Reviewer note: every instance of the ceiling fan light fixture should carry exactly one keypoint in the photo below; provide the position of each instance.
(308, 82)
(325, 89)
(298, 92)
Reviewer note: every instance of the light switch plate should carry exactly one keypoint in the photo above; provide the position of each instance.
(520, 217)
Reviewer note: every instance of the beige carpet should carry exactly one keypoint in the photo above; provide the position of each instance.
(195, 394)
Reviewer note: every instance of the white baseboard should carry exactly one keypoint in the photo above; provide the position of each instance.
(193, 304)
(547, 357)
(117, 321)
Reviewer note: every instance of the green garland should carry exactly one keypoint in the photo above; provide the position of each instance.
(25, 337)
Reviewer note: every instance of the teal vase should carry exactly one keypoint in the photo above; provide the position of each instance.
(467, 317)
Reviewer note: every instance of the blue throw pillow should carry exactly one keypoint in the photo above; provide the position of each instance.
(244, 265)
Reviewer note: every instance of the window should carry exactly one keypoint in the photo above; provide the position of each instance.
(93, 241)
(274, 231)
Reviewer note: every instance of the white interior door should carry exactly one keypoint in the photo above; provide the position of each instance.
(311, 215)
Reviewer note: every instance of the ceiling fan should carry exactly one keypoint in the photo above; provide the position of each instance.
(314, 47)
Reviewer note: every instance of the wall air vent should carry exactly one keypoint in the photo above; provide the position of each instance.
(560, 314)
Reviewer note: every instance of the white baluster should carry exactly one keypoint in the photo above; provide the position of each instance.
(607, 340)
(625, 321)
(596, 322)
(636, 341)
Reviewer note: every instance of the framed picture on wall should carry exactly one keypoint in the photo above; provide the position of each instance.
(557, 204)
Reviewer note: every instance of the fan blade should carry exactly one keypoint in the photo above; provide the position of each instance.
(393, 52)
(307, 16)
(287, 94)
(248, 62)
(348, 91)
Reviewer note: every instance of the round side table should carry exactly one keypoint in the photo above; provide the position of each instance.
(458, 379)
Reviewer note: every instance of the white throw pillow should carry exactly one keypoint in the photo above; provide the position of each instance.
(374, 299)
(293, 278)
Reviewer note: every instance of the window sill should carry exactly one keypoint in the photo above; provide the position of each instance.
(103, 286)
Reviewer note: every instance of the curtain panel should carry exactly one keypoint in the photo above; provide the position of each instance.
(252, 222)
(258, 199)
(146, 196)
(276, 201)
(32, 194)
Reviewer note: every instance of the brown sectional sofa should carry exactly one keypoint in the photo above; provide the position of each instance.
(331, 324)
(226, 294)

Assignment: Please repeat the listing word for word.

Task output:
Reviewer note: every instance of the ceiling fan light fixture should carry exactly one keypoint in the photo below; provide the position of each instance.
(308, 82)
(325, 89)
(298, 92)
Reviewer note: every instance of the light switch plate should carry exactly one keypoint in the photo above; provide the position of each instance.
(520, 217)
Reviewer note: every instance of the beige carpet should carry exactly one keypoint in the photo above; provide the position of each instance.
(195, 394)
Reviewer note: every instance of the white baseboard should carry exactly one keypoint in the photo above; provide the position of each instance.
(193, 304)
(547, 357)
(117, 321)
Reviewer note: every instance of the green garland should carry exactly one keypoint in the photo above; provide the position of each instance.
(25, 337)
Reviewer note: every instance of the teal vase should carry exactly one keypoint in the photo above; provide the position of each instance.
(467, 317)
Reviewer note: every instance of the blue throw pillow should carry exactly one keypoint in the photo above; provide the position of each instance.
(244, 265)
Reviewer note: every instance of the window should carry exactly one keypoint in the photo above; provide the position of each instance.
(93, 241)
(274, 231)
Reviewer note: every instance of the white interior door should carry exactly one keypoint in the photo above; provide the position of each instance.
(311, 215)
Reviewer note: every instance of the ceiling fan should carry exactly one keypoint in the photo above; provide the position of each instance.
(314, 47)
Reviewer note: every instance of the wall air vent should carry exactly one keypoint in the photo above; provide the position of each instance.
(560, 314)
Reviewer note: every instance of the white baluster should carry exactly one keypoint in the photo above; provide the position of each instance.
(607, 340)
(625, 321)
(596, 322)
(636, 341)
Reviewer note: every instance of the framed picture on wall should carry exactly one keypoint in the photo above; provide the position of each instance.
(557, 204)
Reviewer note: every instance of the fan blade should carry exactly one keypoint in the photo above; provide the position of each instance.
(393, 52)
(307, 16)
(287, 94)
(248, 62)
(348, 91)
Reviewer note: every instance of the round side table should carry exactly one keypoint in the photo above; provide the position of each instance.
(458, 379)
Reviewer note: every instance of the white throw pillow should carry exactly one keypoint in the photo above; provide the position of each instance.
(374, 299)
(293, 278)
Reviewer note: every instance of the window sill should carry exactly one keypoint in the photo above; provide the position of each instance.
(103, 286)
Reviewer note: every instance of the curtain panel should carry exactly one keypoint in the photo above; provide the position of each instance.
(252, 222)
(258, 199)
(146, 196)
(276, 201)
(32, 194)
Reviewer note: every instance of the brown sectional sofa should carry exactly one keypoint in the photo above; provide the position of each instance.
(331, 324)
(226, 294)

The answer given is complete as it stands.